Exercise aim = For each entry that follows, write out an identical copy.

Data section =

>>>

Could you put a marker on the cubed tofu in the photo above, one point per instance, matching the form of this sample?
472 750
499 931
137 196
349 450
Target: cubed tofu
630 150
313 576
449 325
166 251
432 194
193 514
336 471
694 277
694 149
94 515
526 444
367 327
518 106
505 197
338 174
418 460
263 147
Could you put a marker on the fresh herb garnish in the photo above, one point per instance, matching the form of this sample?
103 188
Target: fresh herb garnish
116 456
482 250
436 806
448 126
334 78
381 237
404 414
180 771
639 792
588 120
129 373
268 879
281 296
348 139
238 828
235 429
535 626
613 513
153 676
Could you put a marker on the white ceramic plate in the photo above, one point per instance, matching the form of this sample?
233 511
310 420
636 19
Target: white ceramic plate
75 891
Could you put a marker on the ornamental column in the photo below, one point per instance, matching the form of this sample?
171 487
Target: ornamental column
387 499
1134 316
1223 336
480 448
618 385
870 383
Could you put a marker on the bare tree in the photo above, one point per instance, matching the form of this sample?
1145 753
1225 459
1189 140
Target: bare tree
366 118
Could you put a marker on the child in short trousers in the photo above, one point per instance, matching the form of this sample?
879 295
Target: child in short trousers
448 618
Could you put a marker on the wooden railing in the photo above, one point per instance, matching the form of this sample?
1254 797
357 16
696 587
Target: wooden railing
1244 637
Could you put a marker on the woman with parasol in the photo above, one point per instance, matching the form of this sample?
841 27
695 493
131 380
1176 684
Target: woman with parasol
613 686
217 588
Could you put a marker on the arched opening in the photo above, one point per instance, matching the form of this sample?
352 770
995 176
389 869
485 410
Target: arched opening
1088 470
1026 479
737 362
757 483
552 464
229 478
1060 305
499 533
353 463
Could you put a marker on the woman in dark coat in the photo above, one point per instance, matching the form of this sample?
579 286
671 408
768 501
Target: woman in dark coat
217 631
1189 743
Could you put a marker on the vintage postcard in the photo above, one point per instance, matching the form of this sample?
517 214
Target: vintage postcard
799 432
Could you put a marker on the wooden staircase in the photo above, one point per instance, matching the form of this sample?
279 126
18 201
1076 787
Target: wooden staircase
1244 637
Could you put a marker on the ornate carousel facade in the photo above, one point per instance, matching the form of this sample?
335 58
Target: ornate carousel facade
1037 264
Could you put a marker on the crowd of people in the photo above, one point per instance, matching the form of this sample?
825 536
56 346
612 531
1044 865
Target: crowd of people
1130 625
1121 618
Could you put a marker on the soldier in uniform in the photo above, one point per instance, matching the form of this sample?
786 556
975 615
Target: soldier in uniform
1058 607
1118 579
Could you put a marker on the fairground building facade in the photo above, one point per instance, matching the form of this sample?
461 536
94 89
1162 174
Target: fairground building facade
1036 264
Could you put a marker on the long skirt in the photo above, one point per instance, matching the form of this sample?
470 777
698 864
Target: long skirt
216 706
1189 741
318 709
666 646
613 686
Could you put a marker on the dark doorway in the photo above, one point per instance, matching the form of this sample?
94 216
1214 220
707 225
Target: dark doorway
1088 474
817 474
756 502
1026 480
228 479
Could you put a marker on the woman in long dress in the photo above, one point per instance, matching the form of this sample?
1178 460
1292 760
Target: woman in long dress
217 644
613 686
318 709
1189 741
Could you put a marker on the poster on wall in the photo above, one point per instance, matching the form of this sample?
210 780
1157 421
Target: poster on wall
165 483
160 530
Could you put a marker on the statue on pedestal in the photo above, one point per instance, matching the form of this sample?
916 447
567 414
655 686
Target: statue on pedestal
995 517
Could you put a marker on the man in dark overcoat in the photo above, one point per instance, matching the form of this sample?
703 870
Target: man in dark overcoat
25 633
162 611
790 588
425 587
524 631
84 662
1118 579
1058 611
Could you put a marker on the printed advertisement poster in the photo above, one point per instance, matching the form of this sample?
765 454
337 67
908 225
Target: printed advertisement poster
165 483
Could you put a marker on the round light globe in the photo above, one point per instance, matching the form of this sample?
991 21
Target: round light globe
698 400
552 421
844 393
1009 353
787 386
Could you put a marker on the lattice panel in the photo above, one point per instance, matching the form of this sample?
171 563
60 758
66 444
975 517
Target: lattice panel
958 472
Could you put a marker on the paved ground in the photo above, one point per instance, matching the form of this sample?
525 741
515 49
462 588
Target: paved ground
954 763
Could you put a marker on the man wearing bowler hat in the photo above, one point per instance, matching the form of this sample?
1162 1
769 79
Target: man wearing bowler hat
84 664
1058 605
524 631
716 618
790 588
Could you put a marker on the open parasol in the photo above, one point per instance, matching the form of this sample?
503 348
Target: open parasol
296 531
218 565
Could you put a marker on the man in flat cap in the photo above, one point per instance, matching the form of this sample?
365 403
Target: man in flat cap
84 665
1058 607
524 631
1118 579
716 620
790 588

<<<

Result of this exercise =
Could you put a marker on the cubed tofu in the photo above, one point per instance, matching the form of this sample?
472 750
499 931
137 196
349 450
Target: cubed tofu
630 150
313 576
449 325
166 251
432 194
193 514
336 471
694 277
694 149
94 515
526 444
367 327
518 106
505 197
338 174
418 460
263 147
Could you put a marker on the fresh herb garnish in the photo above, one point per instance, matching the form of this sample?
103 188
Target: fresh herb garnish
116 456
482 250
436 806
448 126
334 78
381 237
404 414
180 771
639 792
588 120
129 373
268 879
281 296
348 139
238 828
235 429
535 626
613 513
153 676
Could you put a marker on the white ceramic plate in the photo above, one point per instance, matching the form of this sample?
233 511
310 420
636 19
Target: white ceramic plate
75 891
Could you put a marker on the ornamental column in the photo below, one point per instance, matching the form of this sample?
171 487
Target: ornamental column
387 499
1134 316
1223 336
480 448
618 385
870 383
Could you put a marker on the bare tree in the photo above, one point per instance, matching the form of this sample?
1145 753
1225 459
1189 140
Target: bare tree
366 118
Could you put a marker on the child in short trousers in the photo above, one point per instance, matching the form of this sample?
879 295
Target: child in short trousers
448 618
Could you put a marker on the wooden railing in the photo above, one point per instance, matching the form of this sample?
1254 797
357 16
696 587
Target: wooden railing
1244 637
Could you put a marker on the woman with parasol in the photo above, one point per instance, matching the form of this sample?
841 27
695 493
131 380
1176 684
Target: woman with parasol
613 686
217 588
Could you put a marker on the arched opening in the photo above, one point per instance, matching the form of this sample?
352 770
995 176
389 869
485 410
Target: arched opening
1088 470
1026 479
737 362
757 483
552 464
229 478
1060 305
499 533
353 463
Could you put a marker on the woman in dark coat in the photo above, one point per instance, matching the form of this sample?
579 286
671 408
768 501
Target: woman in dark coat
217 631
1189 743
Could you put a marker on the vintage postcard in the photo above, one point per instance, matching the form of this sample?
517 214
Target: vintage postcard
799 432
Could you put a marker on the wooden staircase in the photo above, one point per instance, matching the form of this sample?
279 126
18 201
1076 787
Target: wooden staircase
1244 637
Could you put a marker on the ornate carousel facade in the photo above, one point per instance, matching the form of this sample?
335 58
Target: ornate carousel facade
1037 264
Could you put a marker on the crowd of people in the photo above, one point per instance, matching the form of this sample?
825 536
56 346
612 531
1044 865
Target: crowd of people
1130 625
1121 618
Could you put a marker on the soldier in uniform in the photo above, one point per instance, matching the form of this sample?
786 556
975 615
Target: soldier in uniform
1058 607
1118 579
Could you put a marker on the fairground building facade in the photo above, one point per instance, matching the form of this sample?
461 536
94 89
1162 174
Target: fairground building facade
1036 264
Could you put a marker on the long skirt in the photo above, one point per instance, matching the form of this sample?
470 777
698 864
Target: long skirt
216 706
1189 741
318 709
666 646
613 686
Could you put a marker on the dark doorway in the photo above, one point per instance, matching the form of this sample?
94 216
1214 220
707 225
Target: dark doorway
1088 474
817 474
756 502
1026 480
228 479
Could you put a marker on the woman in long dress in the photo above, one point per instance, matching the form of this sample?
1178 460
1292 760
Target: woman in long dress
217 644
613 686
318 709
1189 741
Could you put a marker on the poster on wall in the photo above, one point per instance, matching the form of this sample?
210 780
1157 421
Target: poster on wall
165 483
160 530
Could you put a marker on the statue on pedestal in the photo above, one point per instance, matching the form of this sample?
916 447
567 414
655 686
Target: statue on pedestal
995 517
Could you put a marker on the man in dark overcoat in the photo above, one point per instance, matching the form of this sample?
703 870
Target: man in dark overcoat
25 633
162 611
790 588
425 587
524 631
84 662
1118 579
1058 611
Could you put a marker on the printed advertisement poster in the photo above, one point per instance, matching the form of this sample?
765 454
337 67
908 225
Target: printed advertisement poster
165 483
Could you put a marker on the round light globe in the photo above, one point per instance, matching the form of this sample?
991 21
Target: round light globe
698 400
552 421
844 393
1009 353
787 386
Could you put a marker on the lattice panel in the photo above, one point per instance, matching the form of this sample?
171 563
60 758
66 444
975 517
Target: lattice panel
958 472
Could you put a marker on the paved ground in the photo above, one point per instance, matching the form of this sample?
525 741
515 49
462 588
Target: paved ground
954 763
Could you put a marker on the man wearing bowler hat in the photo above, one point per instance, matching the form of this sample?
1162 1
769 79
Target: man wearing bowler hat
84 664
1058 605
524 631
716 618
790 588
Could you put a marker on the open parasol in the photo above, one point per instance, matching the form of this sample?
503 348
Target: open parasol
296 531
218 565
Could you put a marker on the man in flat cap in the photo above, one point per instance, matching the form of this sample?
365 403
Target: man in flat cap
84 665
1058 607
524 631
1118 579
716 620
790 588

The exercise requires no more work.